**Short problem 1**
In the forum post on running PDFRead under Mac OS X 10.4, which release of Python does the author say to download?

View Full Version : PDFRead on Mac OS X -- PDFRasterFarian for OS X!


sammykrupa
04-05-2007, 03:53 PM
ashkulz's amazing PDFRasterFarian-style program named PDFRead (http://www.mobileread.com/forums/showthread.php?t=10184&page=1&pp=15) is working on Mac OS X 10.4! See his post (http://www.mobileread.com/forums/showthread.php?t=10184&page=1&pp=15) for details on PDFRead.

I have only tested PDFRead on Mac OS X, and only when generating files for the Sony Reader.

Here is how to get it working on Mac OS X 10.4:

Before you do anything, you should have Apple's developer tools installed ( http://developer.apple.com/tools/ ).

First, download the latest 2.4.3 python from http://www.python.org/download/releases/2.4.3/

The Mac OS X installer application puts a big "MacPython 2.4" folder in your applications folder. Go into that folder and double-click the "Update Shell Profile.command" file.

Next, install pdftk ( http://www.pdfhacks.com/pdftk/#packages )

Now install fink from http://finkproject.org/

After fink is installed, type this into the command line (the Terminal application):

sudo apt-get install xpdf imagemagick ghostscript ghostscript-fonts

Now, download the latest PIL source from http://www.pythonware.com/products/pil/

cd into the directory of the source code you just downloaded, then run this command:

sudo python setup.py install

Download the PDFRead v4 source code:
https://sourceforge.net/project/showfiles.php?group_id=87679&package_id=91453

Extract it somewhere. The above directory will contain a command line program in Python, so you can execute it via:
python src/pdfread.py <options> pdf-file

Use the same options as detailed in ashkulz's post. However, note that you will have to copy the output directory name shown and navigate to it yourself.
If your not running python 2.5, download the ElementTree library from here:

http://effbot.org/downloads/elementtree-1.2.6-20050316.tar.gz

and extract it and copy the folder 'elementtree' to the same location as pdfread.py.

The last step is to download the file named "pdfread_py.txt" that is attached to this message and rename it to pdfread.py and replace the original pdfread.py file with it.

**Available records**
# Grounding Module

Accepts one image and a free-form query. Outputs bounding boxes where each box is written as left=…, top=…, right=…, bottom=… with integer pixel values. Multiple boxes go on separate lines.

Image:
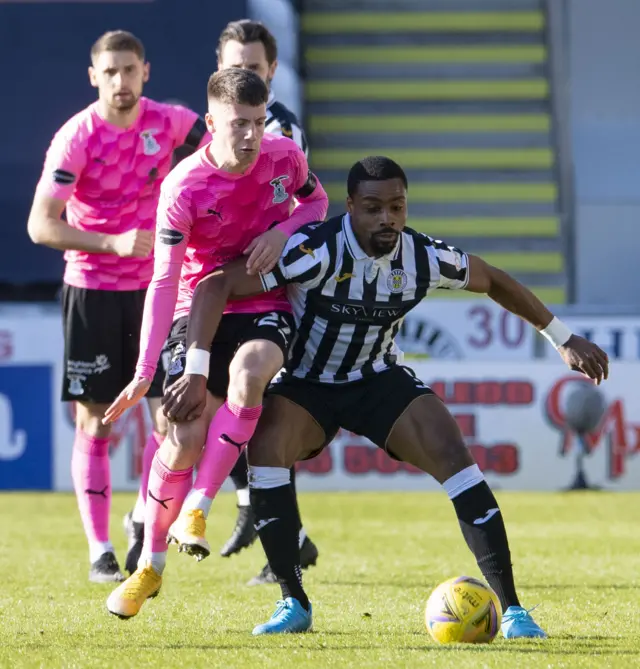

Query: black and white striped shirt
left=264, top=92, right=309, bottom=157
left=262, top=214, right=469, bottom=383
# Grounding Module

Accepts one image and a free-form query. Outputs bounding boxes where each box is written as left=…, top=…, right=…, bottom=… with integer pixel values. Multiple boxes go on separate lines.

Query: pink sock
left=134, top=430, right=164, bottom=522
left=142, top=453, right=193, bottom=555
left=193, top=400, right=262, bottom=499
left=71, top=427, right=111, bottom=548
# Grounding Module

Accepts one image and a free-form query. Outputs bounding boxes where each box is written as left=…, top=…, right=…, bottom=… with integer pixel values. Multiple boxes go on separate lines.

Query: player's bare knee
left=160, top=416, right=207, bottom=469
left=228, top=365, right=273, bottom=406
left=76, top=402, right=111, bottom=439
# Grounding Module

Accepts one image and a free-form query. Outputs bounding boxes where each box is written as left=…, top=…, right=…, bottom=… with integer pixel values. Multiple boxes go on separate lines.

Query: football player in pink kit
left=104, top=68, right=328, bottom=618
left=28, top=31, right=209, bottom=582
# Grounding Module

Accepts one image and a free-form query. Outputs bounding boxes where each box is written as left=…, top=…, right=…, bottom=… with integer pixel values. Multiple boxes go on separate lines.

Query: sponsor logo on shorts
left=158, top=228, right=184, bottom=246
left=67, top=353, right=111, bottom=397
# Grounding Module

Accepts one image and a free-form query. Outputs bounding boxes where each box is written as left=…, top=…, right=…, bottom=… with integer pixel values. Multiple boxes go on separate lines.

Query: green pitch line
left=302, top=12, right=544, bottom=34
left=323, top=183, right=557, bottom=204
left=309, top=114, right=551, bottom=133
left=305, top=79, right=549, bottom=102
left=312, top=148, right=553, bottom=169
left=408, top=216, right=560, bottom=239
left=304, top=45, right=547, bottom=65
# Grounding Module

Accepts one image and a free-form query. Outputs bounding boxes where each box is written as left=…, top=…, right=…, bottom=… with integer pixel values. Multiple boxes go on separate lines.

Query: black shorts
left=165, top=311, right=294, bottom=398
left=267, top=365, right=433, bottom=459
left=62, top=284, right=164, bottom=404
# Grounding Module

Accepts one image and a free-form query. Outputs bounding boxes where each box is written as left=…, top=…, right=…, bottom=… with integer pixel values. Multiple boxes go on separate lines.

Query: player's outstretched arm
left=465, top=255, right=609, bottom=384
left=27, top=193, right=153, bottom=258
left=162, top=260, right=265, bottom=422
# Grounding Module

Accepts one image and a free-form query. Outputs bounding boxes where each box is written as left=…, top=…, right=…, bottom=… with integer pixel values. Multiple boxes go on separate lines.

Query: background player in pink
left=105, top=68, right=328, bottom=618
left=216, top=19, right=318, bottom=585
left=28, top=31, right=207, bottom=582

**Short problem 2**
Transcribe the rows below the forum post, beginning with their first line and ending after the line that contains "left=28, top=31, right=209, bottom=582". Leave out the pictures.

**Problem solution 1**
Python 2.4.3.

**Problem solution 2**
# Grounding Module

Accepts one image and a free-form query. Outputs bounding boxes where each box is written as left=…, top=…, right=…, bottom=… with integer pixel values. Multiple boxes go on separate lines.

Image:

Query: black and white striped shirt
left=264, top=92, right=309, bottom=157
left=262, top=214, right=469, bottom=383
# Grounding Module

Accepts one image and a free-form query. Outputs bounding boxes where each box is written as left=…, top=…, right=…, bottom=… with integer pixel values. Multiple boxes go on separate lines.

Query: pink sock
left=134, top=430, right=164, bottom=522
left=142, top=453, right=193, bottom=555
left=193, top=400, right=262, bottom=499
left=71, top=427, right=111, bottom=548
# Grounding Module

Accepts one image and a free-form query. Outputs bounding boxes where each box is written as left=…, top=…, right=…, bottom=… with integer pixel values. Multiple boxes go on separate lines.

Query: player's bare knee
left=160, top=416, right=207, bottom=469
left=228, top=365, right=273, bottom=406
left=76, top=402, right=111, bottom=439
# Grounding Module

Accepts one image and a free-form query. Outputs bounding boxes where each box is written as left=…, top=…, right=…, bottom=… with integer pixel values. Multiple boxes go on separate lines.

Query: football player in pink kit
left=104, top=68, right=328, bottom=618
left=28, top=31, right=209, bottom=582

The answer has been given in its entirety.